------ Reading passage ------

In most cases, it’s useless to contact Social Security for status updates on a Social Security Disability or SSI claim because they simply won’t know the answers to your questions, because DDS hasn’t finished the medical evaluation.

Tip 7: Representation will increase your chance of winning Social Security Disability or SSI benefits. http://www.disabilitysecrets.com/tip7.html

If a hearing is the next step on your case, make sure you have a representative — either an attorney who specializes in SSD and SSI claims, or a skilled non attorney representative (many of whom are former DDS examiners and social security claims representatives.)

Tip 8: If you have dire financial problems and have a Disability case, let people know.  http://www.disabilitysecrets.com/tip8.html

Submitting a “dire need” letter to expedite your SSD or SSI case isn’t a guarantee that your case will take priority. But even if a dire need letter only shaves a few months off the total time needed to get a hearing date, it’s worth the effort. And always keep a copy of the letter. I would also suggest you get a return receipt request from the post office. It doesn’t cost much, but it’s worth the proof that your letter has been received.

Tip 9: If you have representation on a Social Security Disability or SSI disability case, keep your attorney or non attorney representative fully informed.  http://www.disabilitysecrets.com/tip9.html

If a disability representative is working on your SSDI or SSI case, always keep them updated on what’s happening with your situation, medically or otherwise. And if your doctor gives you a new diagnosis, or tells you that your condition is getting worse, let your representative know this ASAP, since this information could assist, or even win your disability case.

------ Collected data ------

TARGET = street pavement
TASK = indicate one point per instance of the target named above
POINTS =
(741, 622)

------

◆ Exercises to complete ◆
• 1. List every web address given in the disability claim tips.
• 2. Pick up the disability claim tips from their last sentence and continue them.
The material placed after the text comes from a separate source.

◆ Answers for the exercise ◆
• 1.
- http://www.disabilitysecrets.com/tip7.html
- http://www.disabilitysecrets.com/tip8.html
- http://www.disabilitysecrets.com/tip9.html

• 2.
Tip 10: If you have child support obligations which you cannot fulfill, ask your attorney or representative to help. http://www.disabilitysecrets.com/tip10.html

Claimants with child support obligations can have a representative submit letters on their behalf to a Child Support Enforcement Case Worker, or to a Judge. In most instances, while a disability case is pending, statements like this can keep your non-support status from resulting in incarceration, or other penalties.

Tip 11: Contact your Congressman or Senator to help you with your Social Security Disability or SSI claim.  http://www.disabilitysecrets.com/tip11.html

By contacting a Congressman or Senator’s office, a Congressional Inquiry can be made into why a particular SSD or SSI case is taking so long. A simple phone call or letter on your part will encourage an officer’s staff members and sometimes, they can speed a disability hearing, or resolve a problem on your disability claim.

Tip 12: If you have been approved for Social Security Disability or SSI, you will receive… http://www.disabilitysecrets.com/tip12.html

A monthly benefit amount determined by the Social Security Office, plus a certain amount in past due benefits, based on how long it has taken for your case to be resolved and when your disability actually began. Those whose benefits derive from SSI, may (depending on the state they live in) receive Medicaid. Those whose benefits derive from the Social Security Program (also referred to as Title II and Retirement Survivors Disability Insurance) will receive Medicare.

Tip 13: Get your doctor to write a supporting statement for your Social Security Disability or SSI case. http://www.disabilitysecrets.com/tip13.html

Social Security Disability examiners and judges who hear disability claims are not interested in short statements from personal physicians. If a doctor states that you can’t return to work, or be expected to find “other work” (this is how claimants are generally denied their benefits, by determining that they are capable of doing some type of other work), the doctor must state why you are unable to work.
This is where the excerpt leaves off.